● Data to process
=======
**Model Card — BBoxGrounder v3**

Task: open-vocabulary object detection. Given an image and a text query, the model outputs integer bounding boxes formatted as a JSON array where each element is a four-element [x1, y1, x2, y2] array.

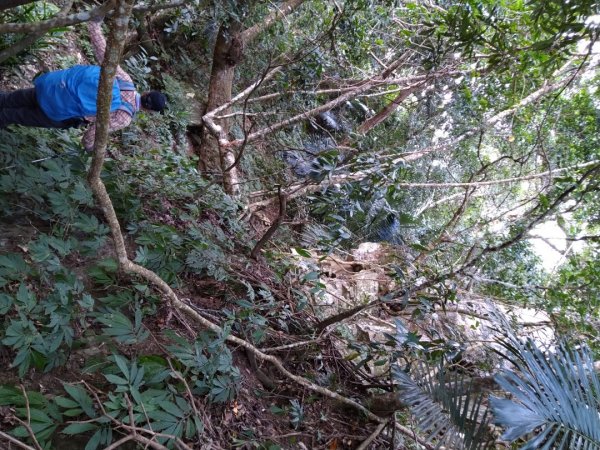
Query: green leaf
[[61, 423, 98, 434], [63, 383, 97, 418], [294, 247, 311, 258]]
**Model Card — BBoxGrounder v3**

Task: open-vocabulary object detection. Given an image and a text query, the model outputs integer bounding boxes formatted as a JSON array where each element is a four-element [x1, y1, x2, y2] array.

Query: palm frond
[[392, 362, 492, 450], [490, 335, 600, 450]]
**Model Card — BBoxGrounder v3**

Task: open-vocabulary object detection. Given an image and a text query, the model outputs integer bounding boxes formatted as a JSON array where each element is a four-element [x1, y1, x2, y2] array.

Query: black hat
[[142, 91, 167, 114]]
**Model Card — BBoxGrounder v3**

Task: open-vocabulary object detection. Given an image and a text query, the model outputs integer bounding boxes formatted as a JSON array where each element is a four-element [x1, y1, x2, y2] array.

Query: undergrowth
[[0, 125, 255, 450]]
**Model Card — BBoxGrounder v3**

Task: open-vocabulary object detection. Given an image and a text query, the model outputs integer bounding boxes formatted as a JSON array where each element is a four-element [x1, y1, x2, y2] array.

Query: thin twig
[[15, 384, 43, 450], [104, 434, 135, 450], [0, 431, 37, 450], [356, 422, 388, 450]]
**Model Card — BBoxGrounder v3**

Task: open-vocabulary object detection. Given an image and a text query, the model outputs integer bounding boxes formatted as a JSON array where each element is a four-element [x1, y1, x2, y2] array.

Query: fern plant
[[490, 336, 600, 450], [392, 361, 492, 450]]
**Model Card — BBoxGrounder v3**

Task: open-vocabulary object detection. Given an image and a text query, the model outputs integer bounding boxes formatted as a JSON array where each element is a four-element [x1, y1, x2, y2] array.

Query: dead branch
[[242, 0, 304, 44], [356, 422, 387, 450], [0, 431, 37, 450], [0, 0, 188, 33], [81, 5, 433, 449], [250, 186, 287, 259], [15, 384, 43, 450]]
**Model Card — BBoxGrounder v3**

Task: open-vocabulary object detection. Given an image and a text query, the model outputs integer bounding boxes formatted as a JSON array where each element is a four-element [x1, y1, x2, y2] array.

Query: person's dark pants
[[0, 88, 84, 128]]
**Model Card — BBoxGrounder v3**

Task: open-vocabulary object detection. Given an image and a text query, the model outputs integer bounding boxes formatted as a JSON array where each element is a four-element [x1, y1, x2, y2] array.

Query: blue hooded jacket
[[33, 66, 135, 121]]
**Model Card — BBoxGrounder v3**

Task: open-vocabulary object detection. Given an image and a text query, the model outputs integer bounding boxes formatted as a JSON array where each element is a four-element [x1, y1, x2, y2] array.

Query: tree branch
[[242, 0, 305, 44]]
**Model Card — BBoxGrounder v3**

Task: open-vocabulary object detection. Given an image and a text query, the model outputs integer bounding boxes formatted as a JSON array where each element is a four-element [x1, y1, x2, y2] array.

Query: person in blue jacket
[[0, 22, 166, 150]]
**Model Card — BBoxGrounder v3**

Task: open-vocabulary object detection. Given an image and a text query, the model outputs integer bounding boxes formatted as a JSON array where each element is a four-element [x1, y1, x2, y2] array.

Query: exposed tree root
[[88, 0, 434, 449]]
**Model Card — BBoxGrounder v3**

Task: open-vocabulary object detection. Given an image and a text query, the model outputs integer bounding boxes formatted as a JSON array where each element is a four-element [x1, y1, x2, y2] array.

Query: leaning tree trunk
[[198, 0, 305, 195], [199, 19, 243, 194]]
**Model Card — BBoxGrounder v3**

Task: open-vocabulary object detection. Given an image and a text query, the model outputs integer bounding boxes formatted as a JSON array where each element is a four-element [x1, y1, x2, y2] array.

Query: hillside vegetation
[[0, 0, 600, 450]]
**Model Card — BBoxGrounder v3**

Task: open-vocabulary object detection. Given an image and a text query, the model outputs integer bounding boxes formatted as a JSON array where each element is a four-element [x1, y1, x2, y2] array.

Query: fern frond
[[392, 362, 492, 450]]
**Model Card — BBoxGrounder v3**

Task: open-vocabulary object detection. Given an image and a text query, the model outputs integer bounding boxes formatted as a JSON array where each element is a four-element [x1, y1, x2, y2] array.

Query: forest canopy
[[0, 0, 600, 450]]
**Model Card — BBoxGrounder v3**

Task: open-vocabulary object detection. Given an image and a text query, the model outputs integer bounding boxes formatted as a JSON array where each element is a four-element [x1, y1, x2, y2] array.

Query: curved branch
[[242, 0, 305, 44], [0, 0, 115, 33], [0, 0, 188, 34]]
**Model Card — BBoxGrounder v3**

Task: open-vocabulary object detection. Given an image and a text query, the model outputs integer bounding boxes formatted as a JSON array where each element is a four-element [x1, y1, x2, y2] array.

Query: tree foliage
[[0, 0, 600, 449]]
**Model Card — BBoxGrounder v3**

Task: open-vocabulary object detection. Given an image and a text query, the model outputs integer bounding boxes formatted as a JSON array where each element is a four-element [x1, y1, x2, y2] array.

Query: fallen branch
[[356, 422, 387, 450], [250, 186, 287, 259], [83, 4, 434, 449], [0, 431, 37, 450]]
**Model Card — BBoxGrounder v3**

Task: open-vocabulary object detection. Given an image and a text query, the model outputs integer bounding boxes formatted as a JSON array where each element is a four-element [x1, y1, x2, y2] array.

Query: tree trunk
[[199, 19, 243, 194], [0, 0, 34, 11], [198, 0, 304, 195]]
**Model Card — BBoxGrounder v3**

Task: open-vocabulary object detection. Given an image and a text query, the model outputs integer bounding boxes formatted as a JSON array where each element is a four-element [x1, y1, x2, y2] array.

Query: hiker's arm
[[81, 110, 131, 152], [87, 21, 133, 82]]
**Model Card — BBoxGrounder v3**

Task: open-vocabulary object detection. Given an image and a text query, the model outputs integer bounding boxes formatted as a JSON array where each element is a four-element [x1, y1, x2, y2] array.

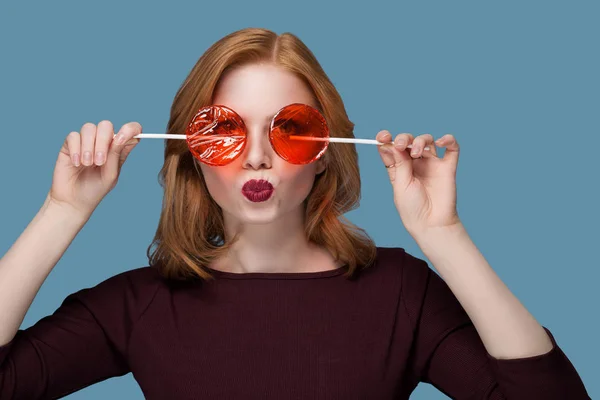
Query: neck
[[211, 208, 341, 273]]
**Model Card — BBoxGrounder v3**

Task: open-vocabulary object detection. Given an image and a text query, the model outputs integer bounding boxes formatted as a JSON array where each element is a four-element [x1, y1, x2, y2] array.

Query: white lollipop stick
[[134, 133, 429, 150]]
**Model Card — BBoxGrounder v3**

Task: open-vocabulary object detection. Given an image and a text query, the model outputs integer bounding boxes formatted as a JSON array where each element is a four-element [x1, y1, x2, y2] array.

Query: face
[[198, 64, 325, 224]]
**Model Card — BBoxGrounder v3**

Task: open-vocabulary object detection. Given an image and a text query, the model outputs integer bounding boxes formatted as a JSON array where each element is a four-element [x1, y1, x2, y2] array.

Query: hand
[[46, 121, 142, 216], [376, 130, 460, 236]]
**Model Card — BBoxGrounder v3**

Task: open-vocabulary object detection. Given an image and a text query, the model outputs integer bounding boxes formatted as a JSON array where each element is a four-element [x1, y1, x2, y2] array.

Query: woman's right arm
[[0, 195, 89, 346], [0, 120, 142, 346]]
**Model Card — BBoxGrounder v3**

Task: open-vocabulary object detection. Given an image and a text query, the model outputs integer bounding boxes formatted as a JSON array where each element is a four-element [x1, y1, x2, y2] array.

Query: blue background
[[0, 1, 600, 399]]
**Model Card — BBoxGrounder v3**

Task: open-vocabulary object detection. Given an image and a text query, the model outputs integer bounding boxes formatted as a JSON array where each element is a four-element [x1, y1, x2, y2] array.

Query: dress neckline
[[204, 265, 347, 280]]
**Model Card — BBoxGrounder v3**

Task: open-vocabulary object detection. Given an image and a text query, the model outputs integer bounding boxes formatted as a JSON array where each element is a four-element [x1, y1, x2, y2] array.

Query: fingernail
[[96, 151, 104, 165]]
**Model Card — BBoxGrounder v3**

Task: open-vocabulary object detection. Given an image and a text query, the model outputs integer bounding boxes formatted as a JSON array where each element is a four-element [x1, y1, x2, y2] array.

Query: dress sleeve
[[0, 269, 158, 399], [402, 253, 590, 400]]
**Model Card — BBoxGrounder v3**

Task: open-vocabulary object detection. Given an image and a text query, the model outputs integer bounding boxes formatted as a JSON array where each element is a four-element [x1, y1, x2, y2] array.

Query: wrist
[[40, 194, 92, 225]]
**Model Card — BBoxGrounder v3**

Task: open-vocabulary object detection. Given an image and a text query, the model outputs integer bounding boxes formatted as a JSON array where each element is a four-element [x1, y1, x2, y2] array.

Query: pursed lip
[[242, 179, 274, 192]]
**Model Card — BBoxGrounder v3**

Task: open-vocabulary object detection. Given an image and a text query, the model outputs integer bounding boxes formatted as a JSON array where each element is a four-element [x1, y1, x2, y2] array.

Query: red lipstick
[[242, 179, 274, 203]]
=======
● Exercise
Show each line in the records above that contains the word "trunk".

● Exercise answer
Query: leaning tree trunk
Query: tree trunk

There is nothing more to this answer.